- **Recorded data**:
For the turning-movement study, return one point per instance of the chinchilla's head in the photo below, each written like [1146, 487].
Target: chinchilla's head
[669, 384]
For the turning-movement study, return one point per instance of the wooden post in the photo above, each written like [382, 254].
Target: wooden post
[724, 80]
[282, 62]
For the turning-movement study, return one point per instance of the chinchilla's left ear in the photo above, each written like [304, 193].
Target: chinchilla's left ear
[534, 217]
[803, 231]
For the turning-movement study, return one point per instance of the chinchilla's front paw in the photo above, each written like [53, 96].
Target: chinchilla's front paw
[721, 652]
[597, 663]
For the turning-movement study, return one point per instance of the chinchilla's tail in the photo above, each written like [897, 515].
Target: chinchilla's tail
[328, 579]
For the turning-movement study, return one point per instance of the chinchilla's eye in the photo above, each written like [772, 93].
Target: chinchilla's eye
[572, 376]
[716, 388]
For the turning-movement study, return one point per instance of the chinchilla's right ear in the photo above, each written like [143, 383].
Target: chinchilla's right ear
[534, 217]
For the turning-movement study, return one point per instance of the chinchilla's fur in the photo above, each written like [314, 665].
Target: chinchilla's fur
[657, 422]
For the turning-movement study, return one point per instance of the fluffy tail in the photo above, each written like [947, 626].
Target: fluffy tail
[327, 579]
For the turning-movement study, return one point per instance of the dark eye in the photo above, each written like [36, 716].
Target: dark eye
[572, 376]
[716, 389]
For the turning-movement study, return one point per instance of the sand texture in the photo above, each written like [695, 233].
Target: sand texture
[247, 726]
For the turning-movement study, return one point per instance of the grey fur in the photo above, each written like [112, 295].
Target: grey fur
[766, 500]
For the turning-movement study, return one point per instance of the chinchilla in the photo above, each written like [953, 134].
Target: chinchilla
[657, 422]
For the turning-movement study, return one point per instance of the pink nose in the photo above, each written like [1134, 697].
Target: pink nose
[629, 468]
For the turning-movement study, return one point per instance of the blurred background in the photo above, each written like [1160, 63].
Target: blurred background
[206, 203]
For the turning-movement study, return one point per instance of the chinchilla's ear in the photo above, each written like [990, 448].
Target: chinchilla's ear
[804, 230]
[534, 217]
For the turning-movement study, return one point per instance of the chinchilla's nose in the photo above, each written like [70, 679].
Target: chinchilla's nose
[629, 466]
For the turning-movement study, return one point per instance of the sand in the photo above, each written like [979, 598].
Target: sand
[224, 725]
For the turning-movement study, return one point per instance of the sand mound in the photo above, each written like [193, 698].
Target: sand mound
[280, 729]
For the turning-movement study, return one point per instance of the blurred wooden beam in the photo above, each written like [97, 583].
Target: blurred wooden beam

- **Task requirements**: Print, line for line and unchanged, the part of the data that opens with the line containing "like [193, 698]." and continues through the last line of the data, with both of those lines included.

- **Correct output**:
For the turning-movement study, return one point per instance of the sand mound in the photo above, each written like [193, 698].
Target: sand mound
[280, 729]
For the turning-movement study, return one point per instance of the blurred wooden beam in the photo above, each written like [97, 583].
Target: blurred wooden beam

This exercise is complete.